*Objective*
Format every line of the records below as a Markdown table with the columns "Row" and "Line", numbering the rows in order and omitting any blank lines.
— BEGIN Data supplied —
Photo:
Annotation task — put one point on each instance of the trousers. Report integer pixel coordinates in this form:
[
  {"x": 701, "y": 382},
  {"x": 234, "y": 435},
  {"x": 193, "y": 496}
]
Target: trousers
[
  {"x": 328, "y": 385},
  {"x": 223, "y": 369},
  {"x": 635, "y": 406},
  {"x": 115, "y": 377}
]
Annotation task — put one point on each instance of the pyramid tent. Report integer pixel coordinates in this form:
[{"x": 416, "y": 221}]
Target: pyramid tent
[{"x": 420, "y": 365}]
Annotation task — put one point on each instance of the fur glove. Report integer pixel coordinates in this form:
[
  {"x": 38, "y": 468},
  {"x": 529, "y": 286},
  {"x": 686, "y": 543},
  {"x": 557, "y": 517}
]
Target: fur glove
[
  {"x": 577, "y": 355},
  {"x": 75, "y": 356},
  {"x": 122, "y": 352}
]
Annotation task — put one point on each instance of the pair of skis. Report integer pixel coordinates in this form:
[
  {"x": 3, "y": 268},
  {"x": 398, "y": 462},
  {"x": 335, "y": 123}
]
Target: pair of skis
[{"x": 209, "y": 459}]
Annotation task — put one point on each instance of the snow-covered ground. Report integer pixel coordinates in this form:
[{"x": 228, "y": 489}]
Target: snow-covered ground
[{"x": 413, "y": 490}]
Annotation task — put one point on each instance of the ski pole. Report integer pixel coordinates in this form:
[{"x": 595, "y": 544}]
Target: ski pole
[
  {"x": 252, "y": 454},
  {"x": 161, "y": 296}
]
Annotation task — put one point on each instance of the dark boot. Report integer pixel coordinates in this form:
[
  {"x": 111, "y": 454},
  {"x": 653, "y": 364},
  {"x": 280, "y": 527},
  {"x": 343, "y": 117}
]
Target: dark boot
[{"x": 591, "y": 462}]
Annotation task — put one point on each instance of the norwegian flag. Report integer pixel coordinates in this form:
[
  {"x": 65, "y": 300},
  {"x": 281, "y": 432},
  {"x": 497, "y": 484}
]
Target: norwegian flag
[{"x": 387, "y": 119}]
— END Data supplied —
*Exercise solution*
| Row | Line |
|---|---|
| 1 | Photo: |
| 2 | Annotation task — put one point on each instance of the trousers. Report integer pixel coordinates in this form: |
| 3 | [ |
| 4 |   {"x": 701, "y": 382}, |
| 5 |   {"x": 234, "y": 435}, |
| 6 |   {"x": 193, "y": 496} |
| 7 | ] |
| 8 | Target: trousers |
| 9 | [ |
| 10 |   {"x": 328, "y": 385}, |
| 11 |   {"x": 223, "y": 369}, |
| 12 |   {"x": 635, "y": 406}, |
| 13 |   {"x": 115, "y": 377} |
| 14 | ] |
| 15 | Annotation task — put one point on each instance of the pyramid tent. Report integer pixel coordinates in this form: |
| 16 | [{"x": 416, "y": 221}] |
| 17 | Target: pyramid tent |
| 18 | [{"x": 420, "y": 365}] |
| 19 | Annotation task — put one point on each instance of the fur glove. Report integer pixel coordinates in this form: |
| 20 | [ |
| 21 |   {"x": 38, "y": 468}, |
| 22 |   {"x": 529, "y": 286}, |
| 23 |   {"x": 686, "y": 543}, |
| 24 |   {"x": 557, "y": 517} |
| 25 | ] |
| 26 | Target: fur glove |
| 27 | [ |
| 28 |   {"x": 577, "y": 355}, |
| 29 |   {"x": 75, "y": 356}, |
| 30 |   {"x": 122, "y": 352} |
| 31 | ] |
| 32 | Annotation task — put one point on each instance of the pair of skis. Report integer pixel coordinates in this form: |
| 33 | [ |
| 34 |   {"x": 3, "y": 268}, |
| 35 |   {"x": 398, "y": 462}, |
| 36 |   {"x": 335, "y": 123} |
| 37 | ] |
| 38 | Target: pair of skis |
| 39 | [{"x": 209, "y": 459}] |
| 40 | Annotation task — put one point on each instance of the snow-covered ground. Report integer pixel coordinates in this form: |
| 41 | [{"x": 228, "y": 489}] |
| 42 | Target: snow-covered ground |
| 43 | [{"x": 413, "y": 490}] |
| 44 | Annotation task — put one point on each instance of the ski pole. Report integer pixel coordinates in this form: |
| 45 | [{"x": 595, "y": 544}] |
| 46 | Target: ski pole |
| 47 | [ |
| 48 |   {"x": 252, "y": 454}, |
| 49 |   {"x": 161, "y": 296} |
| 50 | ] |
| 51 | Annotation task — put one point on each instance of the dark boot. Report integer pixel coordinates in this form: |
| 52 | [ |
| 53 |   {"x": 111, "y": 454}, |
| 54 |   {"x": 653, "y": 364}, |
| 55 |   {"x": 280, "y": 527}, |
| 56 |   {"x": 343, "y": 117} |
| 57 | ] |
| 58 | Target: dark boot |
| 59 | [{"x": 591, "y": 462}] |
| 60 | Annotation task — put one point on each instance of the norwegian flag. Report integer pixel coordinates in this form: |
| 61 | [ |
| 62 |   {"x": 65, "y": 300}, |
| 63 |   {"x": 281, "y": 432}, |
| 64 |   {"x": 497, "y": 484} |
| 65 | ] |
| 66 | Target: norwegian flag |
| 67 | [{"x": 387, "y": 119}] |